**Task instructions**
Quote the full courts roundup below word for word.

**Extract to read**
◆ ◆ ◆

New Zealand Law Society - Courts roundup 5 March - 11 March 2026

Courts roundup 5 March - 11 March 2026

Decisions, proceedings and news from the courts in some common law jurisdictions in the past week.

Beehive

New Zealand Supreme Court

Evidence, trial judge directions  

Wright v R [2026] NZSC 10 (5 March 2026)  

Partly successful leave application – W charged with sexual offending against four complainants at or under 16 – Defence was that complainants had fabricated allegations –  

Summing up, trial Judge gave directions under s 126A Evidence Act 2006 on misconceptions about sexual offending – Two relevant to Mr Wright’s proposed appeal – First, Judge gave direction, drawn from Criminal Jury Trials Bench Book, that “stress and trauma” could alter recollection and misconception to assume if complainants did not have “clear and detailed account[s]”, not telling truth – Secondly, Judge directed jury on how to use memory direction, noting “says nothing about Mr Wright’s guilt or innocence” and aimed for jury not to be influenced by misconceptions –  

Jury found W guilty of 15 charges concerning three complainants, and not guilty of six other charges (two involving fourth complainant) – W sentenced to 16 years’ imprisonment –

CA dismissed W’s appeal – W applied to SC for leave to appeal on three grounds – SC saw no appearance of miscarriage of justice or matters of general or public importance regarding grounds one and three – Regarding ground 2, SC said outcomes in two other cases might affect outcome here as similar issues raised – Applications on grounds one and three dismissed – Decision on ground two reserved.  

Sentencing, murder  

Te Hivaka v R [2026] NZSC 11 (5 March 2026)  

Successful leave application – Approved question whether CA correct to dismiss appeal against conviction.  

Sentencing, murder, deceased vulnerability 

Thompson v R [2026] NZSC 12 (5 March 2026) 

Successful leave application – Approved question whether CA correct to dismiss appeal – In submissions counsel should address correct approach to manifest injustice under s 104(1A)(h) Sentencing Act 2002 (vulnerability of deceased) and application here.

◆ ◆ ◆

Named-object pointing records:

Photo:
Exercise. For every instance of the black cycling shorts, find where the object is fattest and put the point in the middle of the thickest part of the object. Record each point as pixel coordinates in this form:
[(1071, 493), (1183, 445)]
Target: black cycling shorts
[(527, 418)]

◆ ◆ ◆

**Reply to the task**
New Zealand Law Society - Courts roundup 5 March - 11 March 2026

Courts roundup 5 March - 11 March 2026

Decisions, proceedings and news from the courts in some common law jurisdictions in the past week.

Beehive

New Zealand Supreme Court

Evidence, trial judge directions  

Wright v R [2026] NZSC 10 (5 March 2026)  

Partly successful leave application – W charged with sexual offending against four complainants at or under 16 – Defence was that complainants had fabricated allegations –  

Summing up, trial Judge gave directions under s 126A Evidence Act 2006 on misconceptions about sexual offending – Two relevant to Mr Wright’s proposed appeal – First, Judge gave direction, drawn from Criminal Jury Trials Bench Book, that “stress and trauma” could alter recollection and misconception to assume if complainants did not have “clear and detailed account[s]”, not telling truth – Secondly, Judge directed jury on how to use memory direction, noting “says nothing about Mr Wright’s guilt or innocence” and aimed for jury not to be influenced by misconceptions –  

Jury found W guilty of 15 charges concerning three complainants, and not guilty of six other charges (two involving fourth complainant) – W sentenced to 16 years’ imprisonment –

CA dismissed W’s appeal – W applied to SC for leave to appeal on three grounds – SC saw no appearance of miscarriage of justice or matters of general or public importance regarding grounds one and three – Regarding ground 2, SC said outcomes in two other cases might affect outcome here as similar issues raised – Applications on grounds one and three dismissed – Decision on ground two reserved.  

Sentencing, murder  

Te Hivaka v R [2026] NZSC 11 (5 March 2026)  

Successful leave application – Approved question whether CA correct to dismiss appeal against conviction.  

Sentencing, murder, deceased vulnerability 

Thompson v R [2026] NZSC 12 (5 March 2026) 

Successful leave application – Approved question whether CA correct to dismiss appeal – In submissions counsel should address correct approach to manifest injustice under s 104(1A)(h) Sentencing Act 2002 (vulnerability of deceased) and application here.